Please write out the listing again, keeping every character the same.

*Extracted material*
=== Section Start ===
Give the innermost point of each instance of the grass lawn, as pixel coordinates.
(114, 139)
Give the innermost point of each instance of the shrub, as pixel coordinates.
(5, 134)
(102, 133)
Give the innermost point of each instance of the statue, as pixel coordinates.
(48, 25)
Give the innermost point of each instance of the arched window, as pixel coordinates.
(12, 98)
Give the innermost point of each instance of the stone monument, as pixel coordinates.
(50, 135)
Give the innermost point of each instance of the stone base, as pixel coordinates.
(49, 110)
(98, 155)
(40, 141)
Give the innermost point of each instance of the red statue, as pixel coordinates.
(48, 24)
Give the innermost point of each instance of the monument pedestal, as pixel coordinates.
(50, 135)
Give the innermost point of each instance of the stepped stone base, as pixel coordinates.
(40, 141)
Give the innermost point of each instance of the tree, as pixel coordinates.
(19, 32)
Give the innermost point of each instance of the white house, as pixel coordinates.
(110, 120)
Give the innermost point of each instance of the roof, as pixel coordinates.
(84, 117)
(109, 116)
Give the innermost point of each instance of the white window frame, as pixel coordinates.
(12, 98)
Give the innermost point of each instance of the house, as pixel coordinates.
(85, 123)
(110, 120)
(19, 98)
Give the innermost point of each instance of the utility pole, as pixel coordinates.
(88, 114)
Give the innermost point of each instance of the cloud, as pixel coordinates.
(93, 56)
=== Section End ===
*Answer area*
Give the innermost point of each instance of the grass lawn, as pixel coordinates.
(114, 139)
Give the innermost point of each instance of the shrub, as pixel coordinates.
(5, 134)
(102, 133)
Give the innermost point of each instance of the statue, as pixel coordinates.
(48, 25)
Give the innermost point of each instance of the arched window, as pixel coordinates.
(12, 98)
Give the innermost point of each instance of the stone monument, as pixel coordinates.
(50, 135)
Give the innermost point of each instance of the stone base, as pixel coordinates.
(49, 110)
(98, 155)
(40, 141)
Give the innermost point of each instance of the red statue, as pixel coordinates.
(48, 24)
Give the innermost point of each instance of the monument pedestal, as pixel coordinates.
(50, 135)
Give the innermost point of each instance of the stepped stone base, as pixel coordinates.
(40, 141)
Give the innermost point of each instance of the tree, as pixel coordinates.
(19, 32)
Give the innermost point of each instance of the white house, as pixel coordinates.
(110, 120)
Give the innermost point of each instance of the roof, as pixel coordinates.
(84, 117)
(109, 116)
Give the innermost point of each instance of the white window frame, as pixel coordinates.
(12, 98)
Give the innermost point of each instance of the house, as pixel coordinates.
(85, 123)
(110, 120)
(19, 98)
Give the innermost point of each instance of the utility pole, as pixel coordinates.
(88, 114)
Give the innermost point of each instance of the cloud, as pixel coordinates.
(93, 56)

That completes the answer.